++++ Passage for review ++++
In addition, the Court is disturbed by the fact that it has had to order both parties to file English language translations to exhibits on numerous occasions throughout this case. Local Rule 108.1 requires that any document filed with this Court in a language other than English be accompanied by a certified translation. Despite this well-established rule, Plaintiff has opted to file her Motion in Opposition to co-Defendant HIMA's Motion for Partial Summary Judgment (docket No. 76) with Spanish language exhibits. Because the deposition excerpt attached to Plaintiffs motion is in Spanish, and Plaintiff did not provide an English translation upon filing, the Court DECLINES to consider the exhibits as part of the record on summary judgment. The Court also WILL NOT accept the English translations filed nine days later. See Local Rule 108.1; see also Gonzalez-Morales v. Hernandez-Arencibia, 221 F.3d 45, 50 n. 4 (1st Cir. 2000) (finding that appellants had waived arguments premised on documents for which they had not provided translations); US. for Use and Ben. of Elec. Machinery Enteprises of Puerto Rico, Inc. v. Fraya, S.E. and Continental Ins. Co., 145 F.3d 1, 3 (1st Cir. 1998) (Pieras J.).
The primary summary judgment motion before the Court is for dismissal based on lack of diversity jurisdiction. For reasons stated herein, this Court GRANTS Defendant's Motion for Summary Judgment based on Lack of Subject Matter Jurisdiction. The Court need only proceed to address findings of fact and conclusions of law with respect to diversity jurisdiction because, as a result of its finding that it lacks subject matter jurisdiction over this action, HIMA's partial summary judgment motion on the merits is rendered MOOT.
II. UNCONTESTED FACTS
Based on the record and the parties' contentions, the Court finds the following facts to be undisputed:
1. At the time that she filed the Complaint Plaintiff was 57 years old.
2. On August 12, 2000, Plaintiff was deposed.
3. During the August 12, 2000 deposition, when asked the question "Where do you live now?", Plaintiff replied "E-21 1 Street, Condado . . . now? That thing is that that is my house."
4. Plaintiff's husband was in the United States Army.
5. Plaintiff married her husband in 1963. Her husband and adult daughter live in Puerto Rico.
6. Plaintiff lived in Caguas, Puerto Rico for all of her life except from 1963 to 1977 when she lived with her husband in New York. She returned to Puerto Rico in 1977.
7. On January 28, 2000, Plaintiff left Puerto Rico and moved into her cousin's home at 1335 Balcon Avenue in the Bronx, New York.
++++ Listed entries ++++
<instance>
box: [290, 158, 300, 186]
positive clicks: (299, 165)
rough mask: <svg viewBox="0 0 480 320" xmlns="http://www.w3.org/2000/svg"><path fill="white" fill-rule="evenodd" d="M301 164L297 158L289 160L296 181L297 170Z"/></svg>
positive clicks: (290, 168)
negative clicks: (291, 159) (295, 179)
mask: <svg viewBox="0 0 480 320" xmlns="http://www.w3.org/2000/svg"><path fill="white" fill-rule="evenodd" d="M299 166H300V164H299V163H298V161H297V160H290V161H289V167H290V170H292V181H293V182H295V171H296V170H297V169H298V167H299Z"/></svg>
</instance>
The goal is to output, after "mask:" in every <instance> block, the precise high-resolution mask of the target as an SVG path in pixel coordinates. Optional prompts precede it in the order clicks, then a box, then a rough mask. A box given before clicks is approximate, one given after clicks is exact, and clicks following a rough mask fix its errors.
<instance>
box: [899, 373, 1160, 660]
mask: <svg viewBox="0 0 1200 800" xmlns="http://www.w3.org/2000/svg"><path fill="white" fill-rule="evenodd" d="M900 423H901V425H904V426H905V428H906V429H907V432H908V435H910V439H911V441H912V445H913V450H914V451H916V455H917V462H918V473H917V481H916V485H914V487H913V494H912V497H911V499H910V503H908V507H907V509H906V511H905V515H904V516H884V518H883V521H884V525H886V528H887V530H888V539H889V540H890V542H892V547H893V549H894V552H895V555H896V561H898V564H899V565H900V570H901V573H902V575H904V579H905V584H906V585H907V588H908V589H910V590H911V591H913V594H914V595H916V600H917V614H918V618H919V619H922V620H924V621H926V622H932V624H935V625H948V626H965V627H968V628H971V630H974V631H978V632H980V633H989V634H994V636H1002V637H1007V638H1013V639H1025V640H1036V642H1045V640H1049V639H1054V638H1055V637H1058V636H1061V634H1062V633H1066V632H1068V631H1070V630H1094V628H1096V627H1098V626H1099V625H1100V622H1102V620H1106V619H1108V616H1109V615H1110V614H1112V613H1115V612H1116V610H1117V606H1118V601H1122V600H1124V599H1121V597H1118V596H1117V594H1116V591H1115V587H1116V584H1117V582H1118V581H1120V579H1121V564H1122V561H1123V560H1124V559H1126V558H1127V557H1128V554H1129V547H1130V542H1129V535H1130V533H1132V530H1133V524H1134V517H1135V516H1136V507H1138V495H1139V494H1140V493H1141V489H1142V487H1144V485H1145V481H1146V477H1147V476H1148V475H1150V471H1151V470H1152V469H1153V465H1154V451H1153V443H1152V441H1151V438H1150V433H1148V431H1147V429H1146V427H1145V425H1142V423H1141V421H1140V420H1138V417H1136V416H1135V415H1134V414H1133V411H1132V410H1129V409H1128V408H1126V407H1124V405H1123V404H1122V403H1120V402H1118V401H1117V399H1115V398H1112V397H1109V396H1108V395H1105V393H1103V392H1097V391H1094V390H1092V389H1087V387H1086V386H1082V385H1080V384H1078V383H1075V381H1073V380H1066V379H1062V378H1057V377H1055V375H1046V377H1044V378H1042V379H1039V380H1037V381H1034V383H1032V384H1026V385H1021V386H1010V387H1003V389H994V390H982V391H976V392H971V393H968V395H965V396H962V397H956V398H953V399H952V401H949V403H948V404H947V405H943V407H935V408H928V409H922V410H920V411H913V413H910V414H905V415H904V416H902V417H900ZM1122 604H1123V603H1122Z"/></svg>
++++
• Questions
1) Translate this sentence from the court opinion excerpt into Spanish: "Plaintiff's husband was in the United States Army."
2) In the court opinion excerpt, list every word or phrase the court sets entirely in capital letters to state one of its rulings.
3) Carry the court opinion excerpt forward from the last numbered uncontested fact shown.

• Answers to the exercise
1) El esposo de la demandante estaba en el Ejército de los Estados Unidos.

2)
DECLINES
WILL NOT
GRANTS
MOOT

3)
8. Plaintiff filed her Complaint in the instant action on February 9, 2000, approximately twelve (12) days after leaving Puerto Rico.
9. Plaintiff receives medical treatment in New York.
10. Plaintiff was issued two interim drivers licenses for the state of New York.
11. Plaintiff does not own any property in New York.
12. On February 9, 2000, Plaintiff was not registered to vote in New York.
13. Plaintiff is not employed in New York.
14. Plaintiff does not own any bank accounts in New York.
15. Plaintiff owns two properties in Puerto Rico; a home at Condado Moderno in Caguas, Puerto Rico and Seminar Child Care Center located at B-27 Estanbol St. in Caguas, which is her family's business.
16. Plaintiff worked at Seminar Child Care Center as a child-care worker until February 8, 1999, two days before her colonoscopy.
17. Co-Defendant Dr. Rafael E. Medina Rivera is a physician licensed to practice medicine within the Commonwealth of Puerto Rico, and maintains an office to practice medicine in Caguas, Puerto Rico.
18. Co-Defendant Instituto de Endoscopía Digestiva, Inc., located in Caguas, Puerto Rico, is a licensed institution, a domestic corporation registered and authorized to do business in the Commonwealth of Puerto Rico and established under the laws of Puerto Rico.
19. Co-Defendant Hospital Interamericano de Medicina Avanzada, located in Caguas, Puerto Rico, is a licensed hospital and domestic corporation registered and authorized to do business in the Commonwealth of Puerto Rico and established under the laws of the Commonwealth of Puerto Rico.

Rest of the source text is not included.